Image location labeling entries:

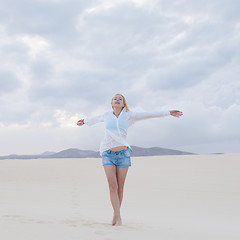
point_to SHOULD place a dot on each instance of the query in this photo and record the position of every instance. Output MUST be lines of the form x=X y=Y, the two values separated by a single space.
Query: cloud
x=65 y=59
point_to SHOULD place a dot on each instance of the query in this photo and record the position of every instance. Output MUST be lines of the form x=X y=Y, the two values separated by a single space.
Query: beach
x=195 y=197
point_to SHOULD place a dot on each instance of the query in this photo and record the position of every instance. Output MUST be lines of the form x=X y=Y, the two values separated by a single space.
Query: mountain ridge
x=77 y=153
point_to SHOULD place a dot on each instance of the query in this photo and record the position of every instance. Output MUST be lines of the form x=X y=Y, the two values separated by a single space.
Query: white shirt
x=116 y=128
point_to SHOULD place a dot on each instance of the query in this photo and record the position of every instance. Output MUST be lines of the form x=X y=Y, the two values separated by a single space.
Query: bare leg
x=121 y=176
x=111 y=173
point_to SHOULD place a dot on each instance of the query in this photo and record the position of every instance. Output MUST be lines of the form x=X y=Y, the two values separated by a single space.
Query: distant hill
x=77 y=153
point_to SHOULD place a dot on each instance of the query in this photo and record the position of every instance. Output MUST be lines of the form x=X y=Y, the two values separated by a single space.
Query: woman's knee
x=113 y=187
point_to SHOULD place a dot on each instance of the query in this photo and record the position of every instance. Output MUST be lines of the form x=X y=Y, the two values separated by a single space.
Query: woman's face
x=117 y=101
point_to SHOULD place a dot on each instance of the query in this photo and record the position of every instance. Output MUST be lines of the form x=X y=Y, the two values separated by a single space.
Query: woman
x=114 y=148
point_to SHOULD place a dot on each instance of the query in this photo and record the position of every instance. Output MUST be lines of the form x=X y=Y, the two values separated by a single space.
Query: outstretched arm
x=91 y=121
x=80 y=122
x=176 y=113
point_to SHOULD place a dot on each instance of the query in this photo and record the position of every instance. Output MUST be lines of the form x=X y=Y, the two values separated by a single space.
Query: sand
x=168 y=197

The exercise:
Add 15 to every x and y coordinate in the answers, beginning at the start of the items and stopping after the line that contains "x=176 y=113". Write out all of those lines again, requests included, and leave the pictures out.

Answer in full:
point_to SHOULD place a dot on each instance of the query in this photo and record the position of every instance. Output MUST be lines of the form x=X y=Y, the two values separated by a single space.
Query: cloud
x=80 y=74
point_to SHOULD place a dot on each instance of the query in this photo and record the position of every instance. Output MUST be lines of the form x=X y=Y, the two values separated by a single space.
Query: beach
x=210 y=212
point_to SHOULD place a dot on each instance of the query in this photo and record the position of every instance. Output MUST be lines of the form x=X y=Y, the two values separated by a single space.
Query: mountain ridge
x=92 y=168
point_to SHOULD place a dot on each instance of the query in this photo and record the position of every instance. Output MUST be lines of the form x=X y=Y, the two values separated by a single space.
Query: white shirt
x=131 y=143
point_to SHOULD place a dot on each instance of the query in this photo and record the position of every instance. Output MUST be lines of the form x=X y=Y, the two values separated by a single space.
Query: bare leg
x=136 y=191
x=126 y=188
point_to SHOULD place a dot on each instance of the query in this photo and record the position of every instance. Output MUST be lines of the form x=X y=Y, the two values separated by a single space.
Query: distant hill
x=92 y=168
point_to SHOULD place a dot on each instance of the query in this photo and record the position of every instance. Output MUST be lines of the form x=X y=Y, the two values separated by a single space.
Query: woman's knee
x=128 y=202
point_to SHOULD place a dot on each instance of the query in this photo and record the position of every instance. Output MUST be lines of the form x=X y=Y, the two values separated by a single space.
Query: woman's face
x=132 y=116
point_to SHOULD place a dot on each instance of the query in this photo and record the position of every instance. Output MUST be lines of the form x=X y=Y, the two values separated by a single space.
Query: woman
x=129 y=163
point_to SHOULD place a dot on each instance of the query in this photo and record the position of every instance. Output MUST be lines of the form x=X y=Y, the two values separated by a single space.
Query: outstretched arm
x=106 y=136
x=95 y=137
x=191 y=128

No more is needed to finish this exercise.